> [Task objective]
Look below for the line with "Point to every instance of the man's eyeglasses", and from there restate every line word for word until the entries end.

> [Records to use]
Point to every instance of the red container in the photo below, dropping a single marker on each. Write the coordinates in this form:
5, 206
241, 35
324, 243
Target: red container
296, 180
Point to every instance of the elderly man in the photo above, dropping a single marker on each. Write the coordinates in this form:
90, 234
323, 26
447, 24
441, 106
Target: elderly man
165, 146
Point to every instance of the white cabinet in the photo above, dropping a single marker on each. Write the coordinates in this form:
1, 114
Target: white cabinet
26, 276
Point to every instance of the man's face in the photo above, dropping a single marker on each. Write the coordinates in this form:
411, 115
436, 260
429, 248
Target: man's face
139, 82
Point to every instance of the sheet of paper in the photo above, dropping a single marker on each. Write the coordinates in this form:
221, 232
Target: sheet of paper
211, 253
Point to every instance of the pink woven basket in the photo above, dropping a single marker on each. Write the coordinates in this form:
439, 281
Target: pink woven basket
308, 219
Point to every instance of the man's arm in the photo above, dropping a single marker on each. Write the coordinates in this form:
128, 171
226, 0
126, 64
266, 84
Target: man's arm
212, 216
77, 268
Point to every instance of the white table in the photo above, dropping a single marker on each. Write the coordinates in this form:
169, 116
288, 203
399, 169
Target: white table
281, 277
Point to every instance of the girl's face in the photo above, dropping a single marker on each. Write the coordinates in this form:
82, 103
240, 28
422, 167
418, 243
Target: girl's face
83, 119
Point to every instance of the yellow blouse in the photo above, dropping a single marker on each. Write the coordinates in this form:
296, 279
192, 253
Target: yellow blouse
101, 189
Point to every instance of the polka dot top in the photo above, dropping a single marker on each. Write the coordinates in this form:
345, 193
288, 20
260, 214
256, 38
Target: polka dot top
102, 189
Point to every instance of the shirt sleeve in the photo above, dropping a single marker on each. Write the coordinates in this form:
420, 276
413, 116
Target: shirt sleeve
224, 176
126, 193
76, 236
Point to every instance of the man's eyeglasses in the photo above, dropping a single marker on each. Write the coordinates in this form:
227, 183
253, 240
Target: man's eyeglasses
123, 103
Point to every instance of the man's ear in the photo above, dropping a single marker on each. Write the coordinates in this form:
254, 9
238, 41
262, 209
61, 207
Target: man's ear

> [Problem solution]
Point to every instance of the man's eyeglasses in the photo above, dropping a single marker on each. Write the coordinates in this form:
227, 183
253, 240
Target: man's eyeglasses
123, 103
Point to every instance of the man's ear in the photo above, dropping a single marker on each. Write the coordinates in this form:
254, 9
238, 41
262, 209
61, 207
Target: man's ear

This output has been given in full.